> _Records supplied_
--------------------------------------------------

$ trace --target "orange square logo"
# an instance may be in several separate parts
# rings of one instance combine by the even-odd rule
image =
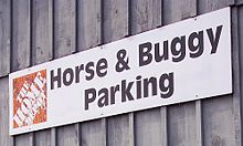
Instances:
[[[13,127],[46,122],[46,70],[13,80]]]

--------------------------------------------------

> _The exercise_
Rewrite all the entries above, replacing "separate parts" with "disconnected pieces" and leaving everything else unchanged. Leave the pictures out of your answer.

> _Task output_
$ trace --target "orange square logo"
# an instance may be in several disconnected pieces
# rings of one instance combine by the even-odd rule
image =
Instances:
[[[13,127],[46,122],[46,70],[13,80]]]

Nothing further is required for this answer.